═══ Passage ═══

Data-holding subsystem 112 may also include removable, computer-readable storage media used to store and/or transfer data and/or instructions executable to implement the herein described methods and processes. The removable, computer-readable storage media may take the form of CDs, DVDs, HD-DVDs, Blu-Ray Discs, EEPROMs, and/or removable data discs, among others.

It will be appreciated that data-holding subsystem 112 includes one or more physical, non-transitory devices. In contrast, in some embodiments aspects of the instructions described herein may be propagated in a transitory fashion by a pure signal—e.g., an electromagnetic or optical signal—that is not held by a physical device for at least a finite duration. Furthermore, certain data pertaining to the present disclosure may be propagated by a pure signal.

The terms ‘module,’ ‘program,’ and ‘engine’ may be used to describe an aspect of a computing system that is implemented to perform a particular function. In some cases, such a module, program, or engine may be instantiated via logic subsystem 110 executing instructions held by data-holding subsystem 112. It will be understood that different modules, programs, and/or engines may be instantiated from the same application, service, code block, object, library, routine, API, function, etc. Likewise, the same module, program, and/or engine may be instantiated by different applications, services, code blocks, objects, routines, APIs, functions, etc. The terms ‘module,’ ‘program,’ and ‘engine’ are meant to encompass individual or groups of executable files, data files, libraries, drivers, scripts, database records, etc.

It will be appreciated that a ‘service’, as used herein, may be an application program executable across multiple user sessions and available to one or more system components, programs, and/or other services. In some implementations, a service may run on a server responsive to a request from a client.

═══

▶ _Given instruction a_
In the passage on data-holding subsystems, where may a service run in some implementations?
The entries that follow are unrelated to the passage on data-holding subsystems.

═══ Records supplied ═══

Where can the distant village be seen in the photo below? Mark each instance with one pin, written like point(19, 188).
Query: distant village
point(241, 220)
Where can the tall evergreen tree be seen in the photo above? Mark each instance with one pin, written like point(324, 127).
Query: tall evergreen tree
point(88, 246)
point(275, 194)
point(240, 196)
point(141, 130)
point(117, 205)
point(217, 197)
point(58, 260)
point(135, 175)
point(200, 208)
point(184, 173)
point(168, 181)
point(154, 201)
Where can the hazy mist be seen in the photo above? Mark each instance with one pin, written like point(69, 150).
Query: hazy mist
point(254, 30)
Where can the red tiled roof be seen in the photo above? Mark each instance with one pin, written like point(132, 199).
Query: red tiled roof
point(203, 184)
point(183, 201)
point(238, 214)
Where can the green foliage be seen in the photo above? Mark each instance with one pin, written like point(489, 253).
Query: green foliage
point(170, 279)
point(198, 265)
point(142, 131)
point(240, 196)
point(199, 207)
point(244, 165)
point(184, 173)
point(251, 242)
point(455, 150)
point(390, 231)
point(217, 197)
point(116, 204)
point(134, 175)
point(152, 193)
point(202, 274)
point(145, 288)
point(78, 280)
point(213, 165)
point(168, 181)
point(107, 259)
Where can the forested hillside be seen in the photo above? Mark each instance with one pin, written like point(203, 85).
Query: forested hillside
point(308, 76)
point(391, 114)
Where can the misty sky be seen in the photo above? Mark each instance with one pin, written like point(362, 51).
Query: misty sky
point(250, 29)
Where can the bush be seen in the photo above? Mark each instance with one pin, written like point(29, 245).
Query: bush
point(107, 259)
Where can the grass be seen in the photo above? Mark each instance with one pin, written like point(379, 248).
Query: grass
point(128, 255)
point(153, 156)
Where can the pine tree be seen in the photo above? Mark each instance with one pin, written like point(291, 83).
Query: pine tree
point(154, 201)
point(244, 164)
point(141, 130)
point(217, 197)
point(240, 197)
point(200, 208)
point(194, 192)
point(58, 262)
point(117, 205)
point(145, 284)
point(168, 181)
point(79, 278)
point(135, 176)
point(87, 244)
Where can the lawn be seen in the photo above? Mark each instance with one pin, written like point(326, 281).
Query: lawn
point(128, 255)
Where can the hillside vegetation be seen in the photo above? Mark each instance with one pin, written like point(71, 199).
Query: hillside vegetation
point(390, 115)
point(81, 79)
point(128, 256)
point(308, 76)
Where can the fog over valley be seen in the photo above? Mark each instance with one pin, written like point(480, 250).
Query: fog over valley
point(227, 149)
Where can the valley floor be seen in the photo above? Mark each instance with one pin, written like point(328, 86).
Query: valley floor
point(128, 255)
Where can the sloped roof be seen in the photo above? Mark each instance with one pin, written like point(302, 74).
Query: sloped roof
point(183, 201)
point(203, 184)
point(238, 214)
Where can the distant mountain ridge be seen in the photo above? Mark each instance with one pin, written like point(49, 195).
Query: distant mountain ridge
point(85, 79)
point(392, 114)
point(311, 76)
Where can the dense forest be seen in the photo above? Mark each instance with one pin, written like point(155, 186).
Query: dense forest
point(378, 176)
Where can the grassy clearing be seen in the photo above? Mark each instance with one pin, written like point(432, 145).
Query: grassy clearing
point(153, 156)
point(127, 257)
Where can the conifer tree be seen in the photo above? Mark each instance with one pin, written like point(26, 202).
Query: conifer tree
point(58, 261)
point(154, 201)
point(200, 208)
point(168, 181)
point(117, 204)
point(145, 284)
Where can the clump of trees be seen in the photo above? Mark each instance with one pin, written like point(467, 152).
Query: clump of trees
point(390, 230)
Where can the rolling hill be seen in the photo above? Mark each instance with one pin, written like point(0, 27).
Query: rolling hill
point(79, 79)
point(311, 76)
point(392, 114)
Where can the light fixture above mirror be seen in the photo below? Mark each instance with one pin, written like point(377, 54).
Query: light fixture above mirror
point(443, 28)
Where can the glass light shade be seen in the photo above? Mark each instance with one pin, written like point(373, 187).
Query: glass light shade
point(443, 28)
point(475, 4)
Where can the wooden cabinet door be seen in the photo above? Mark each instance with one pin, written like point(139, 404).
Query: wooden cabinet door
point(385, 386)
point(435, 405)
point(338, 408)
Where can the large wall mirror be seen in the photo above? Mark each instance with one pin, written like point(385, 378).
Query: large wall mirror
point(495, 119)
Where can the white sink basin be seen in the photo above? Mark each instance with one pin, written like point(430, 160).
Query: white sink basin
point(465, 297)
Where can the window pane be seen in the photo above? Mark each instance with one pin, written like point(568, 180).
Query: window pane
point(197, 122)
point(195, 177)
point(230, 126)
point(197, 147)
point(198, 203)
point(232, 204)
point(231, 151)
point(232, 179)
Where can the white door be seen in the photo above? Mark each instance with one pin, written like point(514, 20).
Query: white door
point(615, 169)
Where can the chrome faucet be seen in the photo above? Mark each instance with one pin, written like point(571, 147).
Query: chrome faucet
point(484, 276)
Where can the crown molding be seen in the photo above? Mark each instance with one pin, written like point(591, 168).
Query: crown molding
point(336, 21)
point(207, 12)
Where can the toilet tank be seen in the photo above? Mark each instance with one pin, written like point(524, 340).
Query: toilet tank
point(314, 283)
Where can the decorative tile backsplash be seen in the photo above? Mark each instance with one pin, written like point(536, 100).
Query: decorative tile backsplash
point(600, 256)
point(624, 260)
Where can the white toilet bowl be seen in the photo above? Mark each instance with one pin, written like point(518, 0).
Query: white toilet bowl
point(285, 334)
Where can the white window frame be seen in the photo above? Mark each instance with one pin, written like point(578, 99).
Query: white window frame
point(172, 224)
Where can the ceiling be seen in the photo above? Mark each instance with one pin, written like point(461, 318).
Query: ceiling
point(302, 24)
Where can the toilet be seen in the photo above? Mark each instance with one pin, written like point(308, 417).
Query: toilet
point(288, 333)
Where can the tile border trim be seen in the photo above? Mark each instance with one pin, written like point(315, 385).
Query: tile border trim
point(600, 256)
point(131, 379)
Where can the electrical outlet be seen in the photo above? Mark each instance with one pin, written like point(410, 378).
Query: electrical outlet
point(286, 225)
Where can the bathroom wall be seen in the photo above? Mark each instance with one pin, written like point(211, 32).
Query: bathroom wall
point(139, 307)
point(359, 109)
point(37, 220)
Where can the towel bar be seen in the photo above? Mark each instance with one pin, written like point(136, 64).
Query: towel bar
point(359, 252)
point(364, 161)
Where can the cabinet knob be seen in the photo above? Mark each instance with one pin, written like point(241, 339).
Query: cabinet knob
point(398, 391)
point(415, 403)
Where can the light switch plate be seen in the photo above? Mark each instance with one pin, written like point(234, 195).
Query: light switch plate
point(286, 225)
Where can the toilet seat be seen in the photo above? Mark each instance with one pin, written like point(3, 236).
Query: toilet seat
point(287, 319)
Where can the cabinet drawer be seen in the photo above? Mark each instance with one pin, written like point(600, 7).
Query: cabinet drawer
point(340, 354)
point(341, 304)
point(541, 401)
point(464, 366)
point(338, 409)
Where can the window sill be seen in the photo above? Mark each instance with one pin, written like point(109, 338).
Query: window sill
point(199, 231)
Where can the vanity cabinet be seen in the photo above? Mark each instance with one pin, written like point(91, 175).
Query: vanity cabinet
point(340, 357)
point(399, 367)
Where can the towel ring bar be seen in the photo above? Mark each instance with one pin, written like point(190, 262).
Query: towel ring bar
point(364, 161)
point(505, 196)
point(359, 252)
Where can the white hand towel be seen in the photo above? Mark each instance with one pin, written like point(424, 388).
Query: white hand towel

═══

▶ _Given instruction b_
Format the stretch of the entries from the line containing "Where can the hillside" through the line containing "point(227, 149)" as a Markdown table with columns Row and Line, skipping blank lines.

▶ _Right answer a_
On a server, responsive to a request from a client.

▶ _Right answer b_
| Row | Line |
|---|---|
| 1 | Where can the hillside vegetation be seen in the photo above? Mark each instance with one pin, written like point(71, 199). |
| 2 | Query: hillside vegetation |
| 3 | point(390, 115) |
| 4 | point(81, 79) |
| 5 | point(128, 256) |
| 6 | point(308, 76) |
| 7 | Where can the fog over valley be seen in the photo above? Mark each instance with one pin, written like point(480, 250). |
| 8 | Query: fog over valley |
| 9 | point(227, 149) |